__The task__
Could you return the full listing, every line exactly as given?

__Records for the task__

= = = = = = =

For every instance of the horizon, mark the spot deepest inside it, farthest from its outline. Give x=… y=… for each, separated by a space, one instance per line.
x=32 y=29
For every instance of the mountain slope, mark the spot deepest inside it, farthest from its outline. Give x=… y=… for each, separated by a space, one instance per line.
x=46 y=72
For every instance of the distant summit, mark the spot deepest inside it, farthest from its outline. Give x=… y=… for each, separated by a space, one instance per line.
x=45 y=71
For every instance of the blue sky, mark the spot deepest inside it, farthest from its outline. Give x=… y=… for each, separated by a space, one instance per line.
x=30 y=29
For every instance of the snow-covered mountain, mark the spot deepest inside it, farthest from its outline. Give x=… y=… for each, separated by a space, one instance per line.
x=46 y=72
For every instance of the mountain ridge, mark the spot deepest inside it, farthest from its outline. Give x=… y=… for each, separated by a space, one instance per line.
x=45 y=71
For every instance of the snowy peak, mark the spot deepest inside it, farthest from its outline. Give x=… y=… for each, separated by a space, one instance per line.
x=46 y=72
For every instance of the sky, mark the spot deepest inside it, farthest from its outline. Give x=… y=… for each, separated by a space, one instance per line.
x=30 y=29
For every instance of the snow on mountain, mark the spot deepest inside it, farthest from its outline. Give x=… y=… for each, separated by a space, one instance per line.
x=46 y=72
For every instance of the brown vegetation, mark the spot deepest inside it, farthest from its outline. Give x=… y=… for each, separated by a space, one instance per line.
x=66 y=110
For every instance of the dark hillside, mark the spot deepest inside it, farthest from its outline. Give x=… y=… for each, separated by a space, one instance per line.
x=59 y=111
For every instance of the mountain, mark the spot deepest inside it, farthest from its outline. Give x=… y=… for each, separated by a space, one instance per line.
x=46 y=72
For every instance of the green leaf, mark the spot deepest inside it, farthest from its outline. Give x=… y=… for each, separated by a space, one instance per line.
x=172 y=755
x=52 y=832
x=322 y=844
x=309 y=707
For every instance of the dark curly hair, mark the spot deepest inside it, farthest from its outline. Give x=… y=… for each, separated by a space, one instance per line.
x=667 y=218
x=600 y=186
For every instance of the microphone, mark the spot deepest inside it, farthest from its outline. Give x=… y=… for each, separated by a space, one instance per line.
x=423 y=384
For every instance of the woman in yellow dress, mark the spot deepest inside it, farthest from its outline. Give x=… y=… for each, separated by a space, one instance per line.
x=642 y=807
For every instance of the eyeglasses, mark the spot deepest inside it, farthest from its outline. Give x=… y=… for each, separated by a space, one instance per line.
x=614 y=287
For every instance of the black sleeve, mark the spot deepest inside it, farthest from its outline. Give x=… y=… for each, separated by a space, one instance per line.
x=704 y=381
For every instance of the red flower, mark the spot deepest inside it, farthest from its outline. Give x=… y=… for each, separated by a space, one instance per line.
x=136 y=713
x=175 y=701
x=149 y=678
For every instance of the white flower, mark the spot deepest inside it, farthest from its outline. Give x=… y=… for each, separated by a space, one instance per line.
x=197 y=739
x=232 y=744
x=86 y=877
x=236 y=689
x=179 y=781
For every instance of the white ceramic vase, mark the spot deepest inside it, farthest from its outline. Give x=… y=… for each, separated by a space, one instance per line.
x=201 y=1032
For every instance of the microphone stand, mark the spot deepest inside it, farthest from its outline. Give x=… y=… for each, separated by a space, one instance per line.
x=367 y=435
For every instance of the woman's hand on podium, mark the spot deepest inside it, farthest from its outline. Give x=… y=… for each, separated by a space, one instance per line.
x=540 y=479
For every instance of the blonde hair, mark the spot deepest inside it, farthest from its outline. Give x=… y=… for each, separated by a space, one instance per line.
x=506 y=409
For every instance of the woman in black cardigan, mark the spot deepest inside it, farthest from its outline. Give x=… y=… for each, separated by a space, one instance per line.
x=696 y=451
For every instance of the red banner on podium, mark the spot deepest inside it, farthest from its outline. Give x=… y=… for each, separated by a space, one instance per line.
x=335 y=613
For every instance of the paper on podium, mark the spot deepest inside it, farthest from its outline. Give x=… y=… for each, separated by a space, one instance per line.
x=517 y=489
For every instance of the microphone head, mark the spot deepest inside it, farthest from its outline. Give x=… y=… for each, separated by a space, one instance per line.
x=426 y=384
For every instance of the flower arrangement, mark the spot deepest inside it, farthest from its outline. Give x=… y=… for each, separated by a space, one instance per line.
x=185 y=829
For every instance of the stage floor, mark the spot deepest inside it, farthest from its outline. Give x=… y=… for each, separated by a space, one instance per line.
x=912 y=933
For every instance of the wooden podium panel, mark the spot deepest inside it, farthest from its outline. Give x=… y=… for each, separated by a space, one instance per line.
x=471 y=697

= = = = = = =

__Expected answer__
For every instance of the horizon, mark the spot deepest inside it, farthest from its outline. Give x=… y=… for each, separated by a space, one instance per line.
x=32 y=29
For every instance of the mountain slope, mark the spot deepest inside it, farthest from its outline. Give x=… y=… for each, separated by a space, one instance per line.
x=46 y=72
For every instance of the distant summit, mark the spot deepest inside it, farthest from its outline. Give x=… y=… for each, separated by a space, one instance per line.
x=45 y=71
For every instance of the blue sky, mark the spot deepest inside it, farthest from its outline. Give x=… y=… for each, separated by a space, one instance per line.
x=30 y=29
For every instance of the snow-covered mountain, mark the spot deepest inside it, farthest from its outline. Give x=… y=… for each, separated by a space, one instance per line.
x=46 y=72
For every instance of the mountain ridge, mark the spot deepest inside it, farthest from its outline. Give x=… y=… for each, separated by a space, one instance per line.
x=45 y=71
For every instance of the snowy peak, mark the spot deepest inside it, farthest from its outline. Give x=… y=… for each, separated by a space, one instance per line.
x=46 y=72
For every instance of the sky, mark the spot deepest inside it, farthest from its outline. Give x=… y=… for each, separated by a space, one instance per line.
x=30 y=29
For every instance of the snow on mountain, mark the spot deepest inside it, farthest from its outline. Give x=… y=… for each, separated by a space, one instance per line.
x=46 y=72
For every instance of the brown vegetation, mark the spot deepest inside it, farthest from its outline. Give x=… y=… for each, separated by a space, one instance per line.
x=66 y=110
For every instance of the dark hillside, mark the spot deepest inside it, farthest from its outline. Give x=… y=… for each, separated by a space, one instance per line.
x=59 y=111
For every instance of the mountain, mark the spot deepest inside it, farthest from its outline. Give x=… y=… for each, separated by a space, one instance per line.
x=46 y=72
For every instance of the green leaf, mark the spot deepest inside it, farthest from its outline. Give x=… y=… for each, separated by a space, one instance per line.
x=172 y=755
x=52 y=832
x=322 y=844
x=309 y=707
For every instance of the dark curly hair, mark the spot deepest inside it, farthest from its outline. Give x=… y=… for each, separated by a space, one instance per line.
x=667 y=218
x=600 y=186
For every instance of the microphone, mark the spot deepest inside it, farthest from its outline. Give x=… y=… for each, separated by a space, one instance per line.
x=423 y=384
For every instance of the woman in yellow dress, mark the spot deepest inside it, farthest from its outline. Give x=… y=… for each, separated by a space, one instance per line.
x=642 y=807
For every instance of the eyeglasses, mark the spot deepest inside it, farthest from its outline. Give x=… y=… for each, separated by a space, one instance per line.
x=614 y=287
For every instance of the black sleeve, mark the spot deepest inside it, farthest from its outline. Give x=… y=… for each, separated by a space, one instance per line.
x=704 y=381
For every instance of the red flower, mark the spot deepest inside it, farthest from its outline. Give x=… y=… for each, separated by a space, one instance per line.
x=136 y=713
x=175 y=701
x=149 y=678
For every instance of the white flower, mark the spot deepest inside it, farthest from its outline. Give x=… y=… for each, separated by a space, one instance per line.
x=197 y=739
x=232 y=744
x=86 y=877
x=236 y=689
x=179 y=781
For every instance of the white ceramic vase, mark the spot deepest inside it, farthest from its outline. Give x=… y=… for each, separated by a space, one instance per line.
x=201 y=1032
For every instance of the microphone stand, mark the spot deepest inside it, farthest from its outline. Give x=… y=… for each, separated by a space, one instance per line.
x=367 y=435
For every instance of the woman's hand on podium, mark the spot deepest inside it, farthest from its outline. Give x=… y=… for each, separated by a space, one instance per line.
x=540 y=479
For every instance of the blonde hair, mark the spot deepest inside it, farthest from its outline. Give x=… y=… for each, separated by a space, one instance per line.
x=506 y=409
For every instance of the woman in black cardigan, mark the spot deepest inside it, farthest from its outline. Give x=… y=… for each, separated by a space, one instance per line.
x=696 y=451
For every instance of the red banner on podium, mark the spot deepest inside it, farthest from its outline. Give x=… y=… for each, separated by a space, one instance per line.
x=335 y=613
For every instance of the paper on podium, mark the spot deepest inside it, farthest from its outline. Give x=… y=… for each, separated by a space, one instance per line.
x=517 y=489
For every instance of the microphone head, mark the spot deepest inside it, farthest from its outline. Give x=… y=… for each, separated by a space, one instance per line.
x=426 y=384
For every instance of the flower arrangement, mark the spot deepest inside it, farthest from its outline. Give x=… y=… for each, separated by a space, one instance per line.
x=185 y=829
For every instance of the stage floor, mark the spot deepest inside it, farthest from its outline. Give x=… y=… for each, separated by a space, one instance per line.
x=912 y=933
For every instance of the wooden podium panel, mark the spot deepest inside it, farthest from its outline. Give x=… y=… for each, separated by a space, one instance per line.
x=471 y=697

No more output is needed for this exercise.